WHAT TO WORK ON: Report each line of the listing below that holds "outline".

DATA PROVIDED:
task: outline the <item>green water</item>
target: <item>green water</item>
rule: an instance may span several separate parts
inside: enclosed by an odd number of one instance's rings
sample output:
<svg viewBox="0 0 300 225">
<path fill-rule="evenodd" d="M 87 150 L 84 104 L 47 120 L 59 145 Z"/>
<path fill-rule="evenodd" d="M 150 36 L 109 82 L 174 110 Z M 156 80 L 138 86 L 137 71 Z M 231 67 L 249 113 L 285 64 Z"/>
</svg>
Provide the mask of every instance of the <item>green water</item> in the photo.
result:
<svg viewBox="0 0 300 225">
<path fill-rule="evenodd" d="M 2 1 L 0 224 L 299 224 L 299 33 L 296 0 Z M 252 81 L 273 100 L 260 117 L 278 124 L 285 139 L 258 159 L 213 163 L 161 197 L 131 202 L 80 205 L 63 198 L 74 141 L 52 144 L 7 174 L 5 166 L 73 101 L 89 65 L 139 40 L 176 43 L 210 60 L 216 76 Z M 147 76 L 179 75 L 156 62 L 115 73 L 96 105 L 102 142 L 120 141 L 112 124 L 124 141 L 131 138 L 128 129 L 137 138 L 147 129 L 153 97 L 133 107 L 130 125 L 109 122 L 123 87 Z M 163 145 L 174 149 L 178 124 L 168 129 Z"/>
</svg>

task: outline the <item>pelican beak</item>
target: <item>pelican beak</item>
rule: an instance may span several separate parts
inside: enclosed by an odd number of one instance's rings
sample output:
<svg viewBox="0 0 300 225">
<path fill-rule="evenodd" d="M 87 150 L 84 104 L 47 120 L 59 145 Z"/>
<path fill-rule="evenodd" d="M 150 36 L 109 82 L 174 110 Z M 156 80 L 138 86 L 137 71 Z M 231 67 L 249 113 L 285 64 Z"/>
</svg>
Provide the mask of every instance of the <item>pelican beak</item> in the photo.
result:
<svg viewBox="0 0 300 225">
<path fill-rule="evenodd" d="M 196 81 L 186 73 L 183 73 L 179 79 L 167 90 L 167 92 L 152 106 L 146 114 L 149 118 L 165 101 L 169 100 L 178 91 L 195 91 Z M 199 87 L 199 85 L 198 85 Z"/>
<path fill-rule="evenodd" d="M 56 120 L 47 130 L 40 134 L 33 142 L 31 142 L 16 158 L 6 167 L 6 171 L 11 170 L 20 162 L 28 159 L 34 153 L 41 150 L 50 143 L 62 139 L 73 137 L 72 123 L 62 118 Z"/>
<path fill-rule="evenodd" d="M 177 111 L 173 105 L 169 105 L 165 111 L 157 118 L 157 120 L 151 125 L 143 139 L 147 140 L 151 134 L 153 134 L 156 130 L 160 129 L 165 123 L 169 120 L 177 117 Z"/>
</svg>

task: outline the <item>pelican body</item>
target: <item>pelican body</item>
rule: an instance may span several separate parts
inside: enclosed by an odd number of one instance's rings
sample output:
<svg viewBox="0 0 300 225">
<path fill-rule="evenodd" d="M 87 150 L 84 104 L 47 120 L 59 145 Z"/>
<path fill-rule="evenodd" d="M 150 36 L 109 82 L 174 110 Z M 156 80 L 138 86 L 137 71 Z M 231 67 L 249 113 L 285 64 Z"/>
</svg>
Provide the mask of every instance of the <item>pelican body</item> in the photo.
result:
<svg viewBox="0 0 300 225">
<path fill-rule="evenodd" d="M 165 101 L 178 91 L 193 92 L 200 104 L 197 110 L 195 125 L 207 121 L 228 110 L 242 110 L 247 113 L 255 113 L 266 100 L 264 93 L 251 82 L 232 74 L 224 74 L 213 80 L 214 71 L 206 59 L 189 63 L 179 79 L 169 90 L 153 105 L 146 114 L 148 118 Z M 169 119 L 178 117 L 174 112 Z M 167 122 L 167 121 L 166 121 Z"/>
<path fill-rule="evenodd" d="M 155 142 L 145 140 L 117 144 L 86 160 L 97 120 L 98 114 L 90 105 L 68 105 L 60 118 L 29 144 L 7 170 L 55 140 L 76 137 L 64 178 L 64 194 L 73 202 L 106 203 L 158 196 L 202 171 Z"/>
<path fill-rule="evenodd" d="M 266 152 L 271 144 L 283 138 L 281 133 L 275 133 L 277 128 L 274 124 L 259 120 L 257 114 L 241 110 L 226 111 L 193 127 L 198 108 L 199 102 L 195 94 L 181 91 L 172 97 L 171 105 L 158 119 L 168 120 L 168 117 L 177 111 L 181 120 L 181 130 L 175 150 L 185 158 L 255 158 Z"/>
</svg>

SOLUTION FOR THIS PROBLEM:
task: outline the <item>green water</item>
task: outline the <item>pelican beak</item>
task: outline the <item>pelican body</item>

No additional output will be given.